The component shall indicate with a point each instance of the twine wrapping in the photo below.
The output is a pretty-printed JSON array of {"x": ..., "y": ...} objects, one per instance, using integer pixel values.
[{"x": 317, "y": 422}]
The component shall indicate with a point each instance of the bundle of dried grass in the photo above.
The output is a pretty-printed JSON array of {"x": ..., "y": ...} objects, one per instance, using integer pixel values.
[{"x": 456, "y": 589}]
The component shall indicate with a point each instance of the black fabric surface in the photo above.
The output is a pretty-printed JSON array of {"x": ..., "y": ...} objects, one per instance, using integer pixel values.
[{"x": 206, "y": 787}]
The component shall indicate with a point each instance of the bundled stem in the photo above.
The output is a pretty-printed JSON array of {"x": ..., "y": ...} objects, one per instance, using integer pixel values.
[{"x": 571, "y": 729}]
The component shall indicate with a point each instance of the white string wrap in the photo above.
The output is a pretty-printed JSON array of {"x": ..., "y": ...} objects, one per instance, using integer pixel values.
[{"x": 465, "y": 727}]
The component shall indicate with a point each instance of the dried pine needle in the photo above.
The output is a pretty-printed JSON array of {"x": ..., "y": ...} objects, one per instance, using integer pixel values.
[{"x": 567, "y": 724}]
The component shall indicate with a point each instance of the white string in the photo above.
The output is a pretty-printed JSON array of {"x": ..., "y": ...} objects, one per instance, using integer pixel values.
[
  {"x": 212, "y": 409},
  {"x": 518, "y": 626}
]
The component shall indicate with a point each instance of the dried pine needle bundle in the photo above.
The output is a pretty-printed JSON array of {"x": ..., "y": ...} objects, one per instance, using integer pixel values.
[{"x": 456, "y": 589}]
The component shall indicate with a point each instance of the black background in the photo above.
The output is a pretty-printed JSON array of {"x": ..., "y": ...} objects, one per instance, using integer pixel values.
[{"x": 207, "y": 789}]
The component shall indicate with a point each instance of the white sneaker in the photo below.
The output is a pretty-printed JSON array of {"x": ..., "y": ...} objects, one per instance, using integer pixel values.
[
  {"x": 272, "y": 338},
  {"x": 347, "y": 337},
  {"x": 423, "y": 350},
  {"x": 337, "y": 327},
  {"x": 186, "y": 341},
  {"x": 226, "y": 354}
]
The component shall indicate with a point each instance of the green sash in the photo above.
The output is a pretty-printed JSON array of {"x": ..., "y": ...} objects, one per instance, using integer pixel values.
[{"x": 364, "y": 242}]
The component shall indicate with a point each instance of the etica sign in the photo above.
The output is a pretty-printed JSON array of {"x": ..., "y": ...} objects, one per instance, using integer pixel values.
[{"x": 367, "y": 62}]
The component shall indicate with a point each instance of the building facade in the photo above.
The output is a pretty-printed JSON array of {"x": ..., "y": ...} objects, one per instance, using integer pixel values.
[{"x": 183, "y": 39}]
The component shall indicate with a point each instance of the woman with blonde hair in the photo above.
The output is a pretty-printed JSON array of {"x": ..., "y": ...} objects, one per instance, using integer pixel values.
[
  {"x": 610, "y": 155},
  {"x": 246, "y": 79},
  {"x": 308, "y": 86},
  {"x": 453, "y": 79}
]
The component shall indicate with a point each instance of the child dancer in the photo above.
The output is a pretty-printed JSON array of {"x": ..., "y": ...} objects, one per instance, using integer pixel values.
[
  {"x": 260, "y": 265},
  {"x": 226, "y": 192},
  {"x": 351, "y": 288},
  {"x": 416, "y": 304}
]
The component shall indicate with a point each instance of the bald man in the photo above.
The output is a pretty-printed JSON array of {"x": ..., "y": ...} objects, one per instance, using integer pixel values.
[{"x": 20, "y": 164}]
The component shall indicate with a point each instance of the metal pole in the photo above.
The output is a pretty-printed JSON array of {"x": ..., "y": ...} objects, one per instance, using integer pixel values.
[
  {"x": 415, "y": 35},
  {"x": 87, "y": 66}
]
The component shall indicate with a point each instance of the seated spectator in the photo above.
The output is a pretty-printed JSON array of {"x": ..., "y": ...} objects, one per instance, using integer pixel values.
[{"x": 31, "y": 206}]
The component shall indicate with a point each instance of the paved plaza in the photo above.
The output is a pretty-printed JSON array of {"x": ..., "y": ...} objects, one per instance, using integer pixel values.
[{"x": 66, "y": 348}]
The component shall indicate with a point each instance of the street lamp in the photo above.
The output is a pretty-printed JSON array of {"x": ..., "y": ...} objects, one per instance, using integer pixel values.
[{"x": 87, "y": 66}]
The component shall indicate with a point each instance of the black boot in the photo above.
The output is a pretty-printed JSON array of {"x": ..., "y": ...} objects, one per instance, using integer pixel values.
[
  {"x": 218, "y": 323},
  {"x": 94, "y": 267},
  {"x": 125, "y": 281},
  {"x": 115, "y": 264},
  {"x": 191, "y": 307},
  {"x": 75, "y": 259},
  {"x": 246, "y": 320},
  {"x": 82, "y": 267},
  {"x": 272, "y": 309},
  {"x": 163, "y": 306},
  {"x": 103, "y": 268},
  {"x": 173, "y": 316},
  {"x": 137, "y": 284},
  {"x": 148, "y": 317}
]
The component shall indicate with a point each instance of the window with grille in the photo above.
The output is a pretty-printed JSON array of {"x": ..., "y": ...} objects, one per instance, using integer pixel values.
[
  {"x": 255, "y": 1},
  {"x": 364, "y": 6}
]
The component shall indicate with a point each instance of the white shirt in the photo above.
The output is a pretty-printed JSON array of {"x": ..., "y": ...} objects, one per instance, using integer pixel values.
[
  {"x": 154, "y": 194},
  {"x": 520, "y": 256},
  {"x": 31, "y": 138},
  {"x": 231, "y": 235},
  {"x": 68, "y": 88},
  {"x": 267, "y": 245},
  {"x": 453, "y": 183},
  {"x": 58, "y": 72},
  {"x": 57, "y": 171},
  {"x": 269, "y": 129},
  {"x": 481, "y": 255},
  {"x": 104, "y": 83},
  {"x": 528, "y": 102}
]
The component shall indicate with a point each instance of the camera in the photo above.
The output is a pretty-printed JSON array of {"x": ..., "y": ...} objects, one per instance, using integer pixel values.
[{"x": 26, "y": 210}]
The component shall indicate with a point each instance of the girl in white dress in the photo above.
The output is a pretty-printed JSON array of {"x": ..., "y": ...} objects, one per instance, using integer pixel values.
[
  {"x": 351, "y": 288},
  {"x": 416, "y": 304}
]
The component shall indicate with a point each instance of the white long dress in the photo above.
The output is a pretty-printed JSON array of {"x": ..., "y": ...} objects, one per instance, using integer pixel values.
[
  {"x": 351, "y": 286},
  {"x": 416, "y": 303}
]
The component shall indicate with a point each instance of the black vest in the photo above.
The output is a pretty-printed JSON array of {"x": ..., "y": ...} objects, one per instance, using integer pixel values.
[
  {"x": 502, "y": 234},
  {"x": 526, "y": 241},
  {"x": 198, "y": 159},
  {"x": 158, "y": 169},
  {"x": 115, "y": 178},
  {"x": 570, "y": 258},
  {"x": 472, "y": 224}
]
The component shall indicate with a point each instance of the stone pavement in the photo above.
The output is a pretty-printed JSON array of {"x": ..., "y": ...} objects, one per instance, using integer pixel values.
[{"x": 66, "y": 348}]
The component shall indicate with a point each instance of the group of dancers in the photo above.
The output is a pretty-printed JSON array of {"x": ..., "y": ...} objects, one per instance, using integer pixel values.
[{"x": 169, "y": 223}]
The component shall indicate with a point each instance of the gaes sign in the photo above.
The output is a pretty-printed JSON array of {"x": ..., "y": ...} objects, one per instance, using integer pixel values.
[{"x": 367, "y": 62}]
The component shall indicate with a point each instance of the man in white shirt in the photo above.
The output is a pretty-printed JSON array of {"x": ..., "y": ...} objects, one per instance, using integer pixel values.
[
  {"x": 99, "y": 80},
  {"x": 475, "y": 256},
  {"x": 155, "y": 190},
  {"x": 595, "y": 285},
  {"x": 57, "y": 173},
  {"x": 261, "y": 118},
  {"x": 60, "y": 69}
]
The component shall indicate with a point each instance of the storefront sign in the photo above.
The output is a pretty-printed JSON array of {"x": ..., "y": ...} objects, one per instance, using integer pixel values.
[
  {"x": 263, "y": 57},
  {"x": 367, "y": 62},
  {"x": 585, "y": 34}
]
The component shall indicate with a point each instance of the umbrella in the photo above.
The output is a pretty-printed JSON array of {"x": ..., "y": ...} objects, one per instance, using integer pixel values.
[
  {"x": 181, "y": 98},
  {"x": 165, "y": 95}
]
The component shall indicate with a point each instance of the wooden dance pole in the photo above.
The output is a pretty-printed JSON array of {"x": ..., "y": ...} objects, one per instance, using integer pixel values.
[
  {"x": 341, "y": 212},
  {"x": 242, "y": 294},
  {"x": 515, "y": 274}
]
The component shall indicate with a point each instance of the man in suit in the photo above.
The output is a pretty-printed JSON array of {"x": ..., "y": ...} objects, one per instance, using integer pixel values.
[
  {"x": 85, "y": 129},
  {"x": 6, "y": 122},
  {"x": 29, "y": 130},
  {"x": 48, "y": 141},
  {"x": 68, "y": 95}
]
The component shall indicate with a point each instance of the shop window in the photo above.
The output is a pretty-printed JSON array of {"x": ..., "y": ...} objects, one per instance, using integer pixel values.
——————
Show the lines of the listing above with "shirt".

The component shall indicate with a point each instance of the white shirt in the photo above.
The component shall indicate with a point each instance of the man in white shirt in the photo above.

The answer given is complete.